- **Work order**
For every entry, output the exact wording.

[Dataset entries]
/---
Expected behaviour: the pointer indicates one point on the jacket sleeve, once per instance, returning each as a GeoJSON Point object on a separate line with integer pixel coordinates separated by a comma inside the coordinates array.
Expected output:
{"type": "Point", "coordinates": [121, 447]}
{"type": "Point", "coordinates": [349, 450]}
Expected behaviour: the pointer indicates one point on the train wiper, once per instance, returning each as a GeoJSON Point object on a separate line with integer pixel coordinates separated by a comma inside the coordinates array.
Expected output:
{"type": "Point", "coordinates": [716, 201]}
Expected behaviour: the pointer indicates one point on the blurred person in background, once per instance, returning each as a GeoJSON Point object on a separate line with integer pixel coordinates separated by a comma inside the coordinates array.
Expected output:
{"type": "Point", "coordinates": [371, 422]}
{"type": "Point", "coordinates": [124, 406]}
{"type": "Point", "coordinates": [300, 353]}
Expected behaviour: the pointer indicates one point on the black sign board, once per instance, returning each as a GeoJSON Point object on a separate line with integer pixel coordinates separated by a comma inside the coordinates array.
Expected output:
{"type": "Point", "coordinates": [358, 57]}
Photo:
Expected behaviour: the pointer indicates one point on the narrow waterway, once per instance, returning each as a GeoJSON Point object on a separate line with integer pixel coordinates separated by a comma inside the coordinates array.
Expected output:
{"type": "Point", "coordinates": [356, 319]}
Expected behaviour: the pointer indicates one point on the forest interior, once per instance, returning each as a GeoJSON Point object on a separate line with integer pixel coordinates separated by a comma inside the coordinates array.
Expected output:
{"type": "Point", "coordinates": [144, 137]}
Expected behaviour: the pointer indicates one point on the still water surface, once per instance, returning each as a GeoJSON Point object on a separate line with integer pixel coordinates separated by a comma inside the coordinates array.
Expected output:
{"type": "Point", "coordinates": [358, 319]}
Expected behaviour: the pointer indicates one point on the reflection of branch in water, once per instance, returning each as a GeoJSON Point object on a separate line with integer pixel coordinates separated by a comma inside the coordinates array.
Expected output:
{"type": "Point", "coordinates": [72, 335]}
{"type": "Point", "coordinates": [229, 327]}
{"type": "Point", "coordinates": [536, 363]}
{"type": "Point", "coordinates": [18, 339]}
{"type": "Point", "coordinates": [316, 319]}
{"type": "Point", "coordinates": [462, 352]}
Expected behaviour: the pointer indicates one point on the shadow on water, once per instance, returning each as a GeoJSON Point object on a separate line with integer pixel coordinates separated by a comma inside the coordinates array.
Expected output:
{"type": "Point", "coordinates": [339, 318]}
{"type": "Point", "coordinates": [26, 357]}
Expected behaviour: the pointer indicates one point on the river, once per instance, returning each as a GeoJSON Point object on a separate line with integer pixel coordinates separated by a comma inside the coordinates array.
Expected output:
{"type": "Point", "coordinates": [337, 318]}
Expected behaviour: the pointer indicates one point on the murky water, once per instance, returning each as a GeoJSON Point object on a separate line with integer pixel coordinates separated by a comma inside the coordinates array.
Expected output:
\---
- **Completed task**
Expected behaviour: the pointer indicates one point on the jacket sleeve, once per instance, returning each as a GeoJSON Point object on a separate line with integer pixel coordinates separated by a comma inside the coordinates array.
Expected output:
{"type": "Point", "coordinates": [121, 447]}
{"type": "Point", "coordinates": [349, 450]}
Expected behaviour: the pointer indicates one point on the train wiper, once per instance, returning each as a GeoJSON Point object on a separate line with integer pixel coordinates separated by a comma inside the coordinates array.
Expected output:
{"type": "Point", "coordinates": [716, 201]}
Expected behaviour: the pointer indicates one point on the blurred person in background, once per instance, returning each as a GeoJSON Point object on a separate line with integer pixel coordinates separated by a comma inside the coordinates array.
Expected output:
{"type": "Point", "coordinates": [371, 422]}
{"type": "Point", "coordinates": [124, 406]}
{"type": "Point", "coordinates": [300, 353]}
Expected behaviour: the pointer indicates one point on the black sign board, once per instance, returning each as a GeoJSON Point object on a separate line with integer pixel coordinates separated by a comma inside the coordinates array.
Expected output:
{"type": "Point", "coordinates": [358, 57]}
Photo:
Expected behaviour: the pointer indicates one point on the narrow waterway, once per instance, returning each as a GeoJSON Point object on a separate line with integer pixel coordinates separated by a comma inside the coordinates array.
Expected output:
{"type": "Point", "coordinates": [356, 319]}
Expected behaviour: the pointer indicates one point on the forest interior, once per instance, returning each as a GeoJSON Point object on a separate line with integer pixel coordinates separated by a comma inside the coordinates array.
Expected output:
{"type": "Point", "coordinates": [144, 137]}
Expected behaviour: the pointer indicates one point on the still water surface, once per instance, returning each as a GeoJSON Point object on a separate line with integer pixel coordinates separated by a comma inside the coordinates array.
Expected output:
{"type": "Point", "coordinates": [358, 319]}
Expected behaviour: the pointer indicates one point on the reflection of branch in water, once per instance, returning each as a GeoJSON Point object on a separate line with integer pixel coordinates separated by a comma inside the coordinates array.
Expected output:
{"type": "Point", "coordinates": [72, 335]}
{"type": "Point", "coordinates": [229, 327]}
{"type": "Point", "coordinates": [536, 363]}
{"type": "Point", "coordinates": [18, 339]}
{"type": "Point", "coordinates": [316, 319]}
{"type": "Point", "coordinates": [462, 352]}
Expected behaviour: the pointer indicates one point on the shadow on water, once per instance, returning each as a GeoJSON Point object on a separate line with integer pixel coordinates separated by a comma inside the coordinates array.
Expected output:
{"type": "Point", "coordinates": [339, 318]}
{"type": "Point", "coordinates": [26, 357]}
Expected behaviour: the pointer indicates one point on the river, once per instance, returning each as a GeoJSON Point object on a separate line with integer pixel coordinates separated by a comma inside the coordinates array.
Expected output:
{"type": "Point", "coordinates": [337, 318]}
Expected behaviour: the pointer indicates one point on the murky water, once per instance, returning each as a GeoJSON Point object on a separate line with integer pixel coordinates separated by a comma inside the coordinates array.
Expected output:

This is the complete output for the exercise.